The task:
Reproduce exactly the lines that run from the start of the records below to the line with "box: [270, 198, 293, 219]", inclusive.
[Extracted records]
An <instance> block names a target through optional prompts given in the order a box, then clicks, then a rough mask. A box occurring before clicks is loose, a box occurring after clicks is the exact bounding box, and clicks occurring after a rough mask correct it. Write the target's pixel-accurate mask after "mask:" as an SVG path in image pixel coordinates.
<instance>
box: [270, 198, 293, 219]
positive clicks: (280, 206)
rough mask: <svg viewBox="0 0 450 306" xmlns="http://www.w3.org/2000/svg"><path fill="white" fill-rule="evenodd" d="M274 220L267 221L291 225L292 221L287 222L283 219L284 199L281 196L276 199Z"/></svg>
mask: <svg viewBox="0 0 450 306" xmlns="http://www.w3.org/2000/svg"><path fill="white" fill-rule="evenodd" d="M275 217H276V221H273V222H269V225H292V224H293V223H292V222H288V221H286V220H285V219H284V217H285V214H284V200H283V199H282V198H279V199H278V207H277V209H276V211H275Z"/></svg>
[/Extracted records]
Answer below:
An <instance> block names a target through optional prompts given in the order a box, then clicks, then a rough mask. A box occurring before clicks is loose, a box occurring after clicks is the exact bounding box, and clicks occurring after a rough mask correct it. Write the target's pixel-accurate mask after "mask:" as an SVG path in image pixel coordinates.
<instance>
box: [270, 198, 293, 219]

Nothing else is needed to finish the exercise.